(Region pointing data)
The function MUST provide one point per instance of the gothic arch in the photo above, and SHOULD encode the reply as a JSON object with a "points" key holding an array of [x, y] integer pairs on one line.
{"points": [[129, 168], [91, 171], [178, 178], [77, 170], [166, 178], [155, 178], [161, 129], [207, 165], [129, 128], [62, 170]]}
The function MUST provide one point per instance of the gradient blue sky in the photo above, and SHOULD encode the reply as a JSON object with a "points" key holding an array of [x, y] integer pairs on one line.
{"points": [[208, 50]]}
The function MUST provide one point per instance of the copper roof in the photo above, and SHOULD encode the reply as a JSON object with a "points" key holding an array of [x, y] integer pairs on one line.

EXERCISE AIM -
Print exactly the stretch of lines beginning with the one that holds "The function MUST provide one point per instance of the gradient" and ending at the last line above.

TASK SOLUTION -
The function MUST provide one point per instance of the gradient blue sky in the photo above, and SHOULD encode the reply as a JSON object with a "points" key holding an array of [x, y] integer pairs on one line.
{"points": [[208, 50]]}
The function MUST provide one point per instance of the copper roof in the photo above, and SHOULD encode the reply as a JSON object with a "points" key holding an array of [x, y] integer pairs on one line.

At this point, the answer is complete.